• Texto del documento
Anoche en Barcelona actuaban los Stones, y en las horas que
precedieron al concierto los seguidores del grupo se hicieron notar por
las Ramblas y aledaños: camiseta reglamentaria, chupa vaquera y mil años
en cada patilla. No es que la ciudad no esté acostumbrada a esta clase
de desembarcos, pues de hecho forman parte de su naturaleza misma, y ahí
están el Primavera, el Sónar, el Cruïlla… o las decenas de artistas
internacionales que recalan en el Olímpico o en el Sant Jordi. Y sin
embargo, ayer, al ver a esos vejetas con cuatro pelos en guerrilla
llegados de Madrid, Valencia, San Sebastián… me pareció percibir eso que
da en llamarse un soplo de aire fresco. Años y años de esteladas en los
balcones, de desfiles coreanos, de (jocosa) propagación de la xenofobia
han terminado por anestesiar las zonas erógenas de la ciudad, esa
fragua de eventualidades en que incluso el más vidrioso anonimato
deviene principesco.
Qué es la ciudad sino su gente, escribió
Shakespeare. El posesivo, tan en boga desde que las huestes de Colau se
lanzaron a hostigar al turista, se me antoja hoy repugnante. En
cualquier caso, y siguiendo el aserto del dramaturgo, ninguna ciudad
donde las autoridades animen a los escolares a marchar contra la
democracia puede ostentar la divisa de ‘ciudad más hermosa del mundo’. A
lo más que puede aspirar es a codearse con el Seaheaven de Truman, esto
es, a competir en la categoría de los simulacros.

• Instrucciones
A: Según el texto, ¿por qué Barcelona no puede presumir de ser la "ciudad más hermosa del mundo"? Responde en una a tres oraciones.
B: ¿Por qué zonas se hicieron notar los seguidores de los Stones en las horas previas al concierto, según el texto?
El material no tiene relación con el texto.

• Bloque de datos
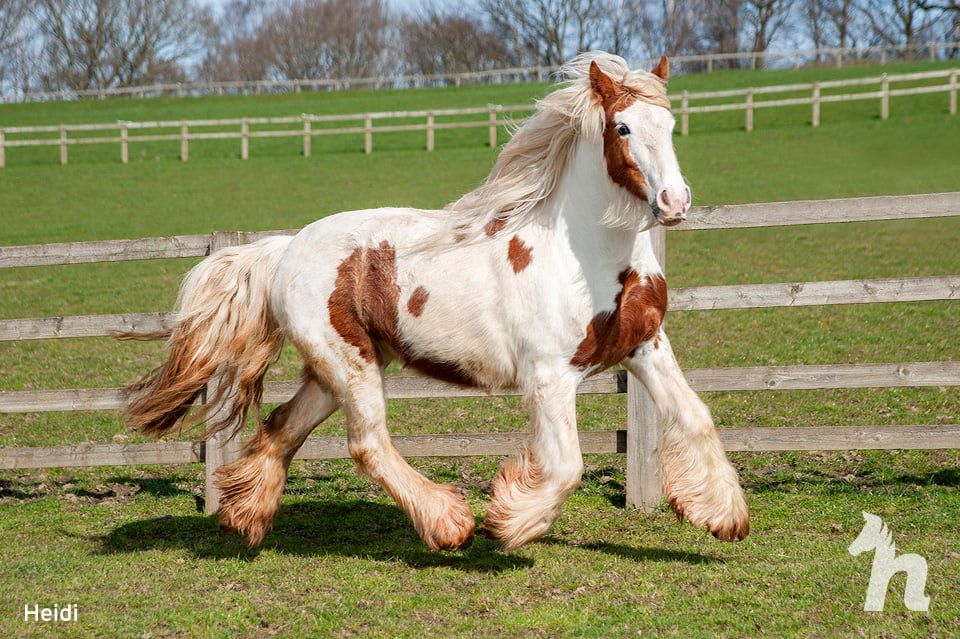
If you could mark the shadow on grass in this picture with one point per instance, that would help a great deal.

• Respuestas
A: Se apoya en la frase de Shakespeare de que la ciudad es su gente. Por eso, ninguna ciudad donde las autoridades animen a los escolares a marchar contra la democracia puede llevar ese título, y como mucho puede competir en la categoría de los simulacros.

B: Por las Ramblas y sus alrededores.